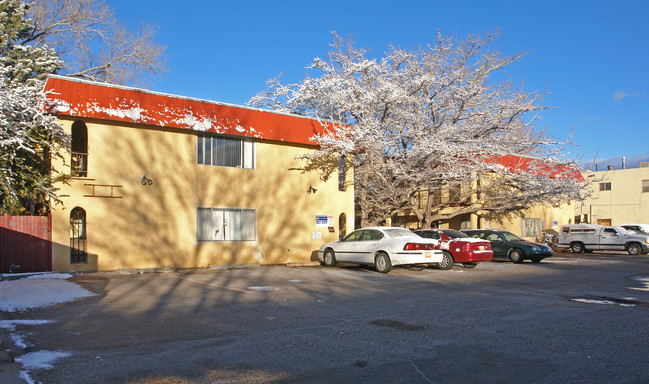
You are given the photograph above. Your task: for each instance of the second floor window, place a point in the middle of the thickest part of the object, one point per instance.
(79, 150)
(225, 151)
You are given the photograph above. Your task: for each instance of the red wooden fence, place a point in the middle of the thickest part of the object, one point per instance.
(25, 244)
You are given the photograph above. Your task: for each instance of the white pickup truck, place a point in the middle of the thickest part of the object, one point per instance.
(592, 237)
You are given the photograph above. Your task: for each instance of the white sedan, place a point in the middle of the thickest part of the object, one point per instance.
(381, 247)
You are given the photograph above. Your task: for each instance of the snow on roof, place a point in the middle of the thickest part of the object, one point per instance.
(82, 98)
(515, 163)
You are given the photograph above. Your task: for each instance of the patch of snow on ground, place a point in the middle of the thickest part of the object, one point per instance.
(17, 337)
(37, 291)
(40, 359)
(261, 288)
(644, 281)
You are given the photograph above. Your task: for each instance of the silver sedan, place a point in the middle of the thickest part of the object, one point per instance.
(381, 247)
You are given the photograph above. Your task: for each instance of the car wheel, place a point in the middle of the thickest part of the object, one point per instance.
(516, 255)
(329, 258)
(577, 247)
(633, 249)
(447, 261)
(382, 263)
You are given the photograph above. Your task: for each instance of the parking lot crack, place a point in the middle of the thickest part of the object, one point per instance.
(420, 373)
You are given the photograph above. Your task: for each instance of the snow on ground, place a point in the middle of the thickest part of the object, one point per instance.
(30, 291)
(37, 291)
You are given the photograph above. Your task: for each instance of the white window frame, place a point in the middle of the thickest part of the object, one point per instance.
(225, 224)
(531, 227)
(207, 154)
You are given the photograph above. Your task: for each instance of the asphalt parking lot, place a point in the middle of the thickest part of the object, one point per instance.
(570, 319)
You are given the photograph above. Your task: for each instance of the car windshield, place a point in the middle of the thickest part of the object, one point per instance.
(453, 234)
(508, 236)
(399, 232)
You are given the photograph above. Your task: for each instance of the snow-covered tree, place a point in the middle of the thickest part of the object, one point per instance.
(424, 126)
(28, 136)
(93, 44)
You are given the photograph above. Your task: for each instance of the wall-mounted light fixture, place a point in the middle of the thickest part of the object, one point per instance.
(145, 180)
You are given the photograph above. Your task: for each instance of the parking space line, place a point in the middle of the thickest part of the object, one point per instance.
(212, 284)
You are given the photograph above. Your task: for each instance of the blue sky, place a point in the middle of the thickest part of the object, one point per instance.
(591, 57)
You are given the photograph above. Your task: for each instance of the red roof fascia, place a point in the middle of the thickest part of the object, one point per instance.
(514, 163)
(80, 98)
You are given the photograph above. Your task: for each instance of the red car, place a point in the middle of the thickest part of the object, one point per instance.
(458, 247)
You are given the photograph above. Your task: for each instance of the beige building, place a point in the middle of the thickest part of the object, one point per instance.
(529, 224)
(169, 181)
(620, 196)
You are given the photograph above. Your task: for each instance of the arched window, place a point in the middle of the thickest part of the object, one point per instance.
(78, 253)
(79, 147)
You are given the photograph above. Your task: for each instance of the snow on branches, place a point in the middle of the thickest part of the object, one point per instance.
(28, 136)
(421, 122)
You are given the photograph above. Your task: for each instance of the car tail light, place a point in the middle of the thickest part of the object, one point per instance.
(478, 246)
(417, 247)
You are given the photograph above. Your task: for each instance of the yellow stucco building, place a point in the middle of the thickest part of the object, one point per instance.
(168, 181)
(619, 196)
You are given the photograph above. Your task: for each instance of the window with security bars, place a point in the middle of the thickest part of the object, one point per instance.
(219, 224)
(78, 254)
(530, 227)
(225, 151)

#### SHORT TASK
Reproduce every record word for word. The copy must contain no pictures.

#### WRITTEN ANSWER
You are given the photograph above. Your task: for each instance of the second floor window, place a point in the middle of the thickest part of the object, one point per instance.
(79, 150)
(225, 151)
You are given the photograph above. Your task: for each instance of the red wooden fence, place a point in the middle of the thickest part of the object, one point per instance.
(25, 244)
You are given the photograph above. Your task: for each instance of the white pickup truck, place a point in the middle of the thickest part of the object, one point per instance.
(592, 237)
You are given the photograph above. Your task: for each instance of the white sedan, place a point in the middle of the thickest part of the object, one point per instance.
(381, 247)
You are given the photograph above. Your task: for each instance of the snow on roof, place a point in the middle of the thickest part of the object, one point per instance.
(82, 98)
(515, 163)
You are given the photograph above. Your task: for each instance of the patch of snow on ground, place a point in the middle of the thickest part of the object, one point per instance.
(17, 337)
(37, 291)
(40, 359)
(261, 288)
(644, 281)
You are given the photograph above. Your task: for each instance of the silver sedan, place a point in the middle of the thickest part of the object, one point per instance.
(381, 247)
You are given the photograph above. Your task: for each instance of the car wheel, place a point in the middle of the thickest part of the object, one point per instance.
(516, 255)
(329, 258)
(577, 247)
(633, 249)
(447, 261)
(382, 263)
You are given the photograph above. Your task: for each instance of the parking lot crack, place a point in the middle of the thickest part of the object, one point per instance.
(420, 373)
You are given the photograph above. Your task: for each instance of the snow on ground, place a point in the middle of the thickest part of the object, one point per instance.
(30, 291)
(37, 291)
You are given the photograph above. Your task: for each instance of the white window frame, place a point in the middle of the thickest part of the object, one point per instance.
(225, 224)
(531, 227)
(207, 154)
You are given the photograph above. Your task: for each instance of the asphalt parking lot, place a point in the middle of the thickest part of the object, one point per instance.
(570, 319)
You are given the photograph above. Your task: for each instance of the car windshield, place a point in the middle of the thickest part of the object, one point per instance.
(453, 234)
(508, 236)
(399, 232)
You are given the photograph above. Your task: for each instance of the snow-covered tree, place a point in the middle of the thickest part of the object, one point per instance.
(424, 126)
(28, 136)
(93, 44)
You are given the photograph above. Your task: for each instance of the wall-mounted light fixture, place a point in the middle of the thickest part of the object, one point per instance.
(145, 180)
You are given the photograph above. Your task: for each instance of the parking space line, place a point in the middle of the thickest part of the object, one point per instance.
(212, 284)
You are given the photograph above. Your task: for each instance of the blue sky, place a point in the middle of the thickest part of the object, one point per instance.
(591, 57)
You are given the photograph above. Your task: for each instance of the red roof fascia, place a point in the middle of the thickest part of the object, one point per instance.
(514, 163)
(80, 98)
You are given the photograph above. Your task: for each instance of the red car, place a point in the middle of the thickest part of the object, one point per instance.
(458, 247)
You are given the photograph above. Your task: for each instance of the beige building, place a point in the middle of the thickest part of the object, one point per instance.
(529, 224)
(169, 181)
(620, 196)
You are given the photograph above. Your task: for each instance of the arched window, place a point in the middle of the thickest part of the object, one point per instance.
(78, 253)
(79, 147)
You are given the photograph above. Your task: for each instance of the snow on branches, place a point in the middle of the thickest part of the object, one point per instance.
(28, 136)
(421, 122)
You are given the photograph above. Your task: for each instance of the car tail light, place a point in the middle of the thickest part of the object, one point per instance.
(478, 246)
(417, 247)
You are given the photograph above. Your task: for each instance of the yellow stucco building, place a point in the middle of the thickest part of the object, one point per instance.
(168, 181)
(619, 196)
You are given the photograph above. Your task: for each instance of the window with security bars, place a point in the middle of the thickest part of the object, one point per instance.
(219, 224)
(78, 254)
(530, 227)
(225, 151)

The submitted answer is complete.